- TEXT BLOCK -
- - -
Thread: [HACKERS] Dynamic result sets from procedures

[HACKERS] Dynamic result sets from procedures

From

Peter Eisentraut

Date:

01 November 2017, 03:08:47

This patch is more of a demo of what could be done, not my primary
focus, but if there is interest and some assistance, maybe we can make
something out of it.  This patch also goes on top of "SQL procedures"
version 1.

The purpose is to return multiple result sets from a procedure.  This
is, I think, a common request when coming from MS SQL and DB2.  MS SQL
has a completely different procedure syntax, but this proposal is
compatible with DB2, which as usual was the model for the SQL standard.
So this is what it can do:

CREATE PROCEDURE pdrstest1()
LANGUAGE SQL
AS $$
DECLARE c1 CURSOR WITH RETURN FOR SELECT * FROM cp_test2;
DECLARE c2 CURSOR WITH RETURN FOR SELECT * FROM cp_test3;
$$;

CALL pdrstest1();

and that returns those two result sets to the client.

That's all it does for now.  Things get more complex when you consider
nested calls.  The SQL standard describes additional facilities how an
outer procedure can accept a called procedure's result sets, or not.  In
the thread on transaction control, I mentioned that we might need some
kind of procedure call stack.  Something like that would be needed here
as well.  There are also probably some namespacing issues around the
cursors that need more investigation.

A more mundane issue is how we get psql to print multiple result sets.
I have included here a patch that does that, and you can see that new
result sets start popping up in the regression tests already.  There is
also one need error that needs further investigation.

We need to think about how the \timing option should work in such
scenarios.  Right now it does

start timer
run query
fetch result
stop timer
print result

If we had multiple result sets, the most natural flow would be

start timer
run query
while result sets
    fetch result
    print result
stop timer
print time

but that would include the printing time in the total time, which the
current code explicitly does not.  We could also temporarily save the
result sets, like

start timer
run query
while result sets
    fetch result
stop timer
foreach result set
    print result

but that would have a lot more overhead, potentially.

Thoughts?
- - -
- GIVEN DATA -
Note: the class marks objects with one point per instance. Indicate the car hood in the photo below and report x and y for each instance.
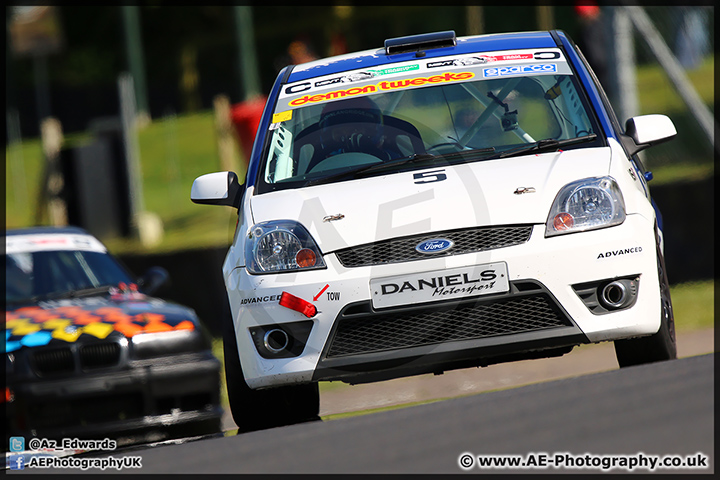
(516, 190)
(92, 318)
- - -
- TO-DO LIST -
A: Retype the part of the post on dynamic result sets that starts at "01 November 2017, 03:08:47" and ends at "CREATE PROCEDURE pdrstest1()".
B: According to the post on dynamic result sets, which database system is the proposal compatible with?
C: Proceed with the post on dynamic result sets from the point where it stops.

- ANSWERS TO THE EXERCISES -
A:
01 November 2017, 03:08:47

This patch is more of a demo of what could be done, not my primary
focus, but if there is interest and some assistance, maybe we can make
something out of it.  This patch also goes on top of "SQL procedures"
version 1.

The purpose is to return multiple result sets from a procedure.  This
is, I think, a common request when coming from MS SQL and DB2.  MS SQL
has a completely different procedure syntax, but this proposal is
compatible with DB2, which as usual was the model for the SQL standard.
So this is what it can do:

CREATE PROCEDURE pdrstest1()

B: DB2.

C:
-- 
Peter Eisentraut              http://www.2ndQuadrant.com/
PostgreSQL Development, 24x7 Support, Remote DBA, Training & Services

-- 
Sent via pgsql-hackers mailing list (pgsql-hackers@postgresql.org)
To make changes to your subscription:
http://www.postgresql.org/mailpref/pgsql-hackers

Attachment

Re: [HACKERS] Dynamic result sets from procedures

From

Craig Ringer

Date:

01 November 2017, 08:35:28

On 1 November 2017 at 05:08, Peter Eisentraut
<peter.eisentraut@2ndquadrant.com> wrote:

> CREATE PROCEDURE pdrstest1()
> LANGUAGE SQL
> AS $$
> DECLARE c1 CURSOR WITH RETURN FOR SELECT * FROM cp_test2;
> DECLARE c2 CURSOR WITH RETURN FOR SELECT * FROM cp_test3;
> $$;
>
> CALL pdrstest1();

FWIW, this is similar to the model already used by PgJDBC to emulate
multiple result sets, though the current support in the driver is
rather crude. It detects a REFCURSOR in an output parameter / result
set and transparently FETCHes the result set, making it look to the
client app like it's a nested result set.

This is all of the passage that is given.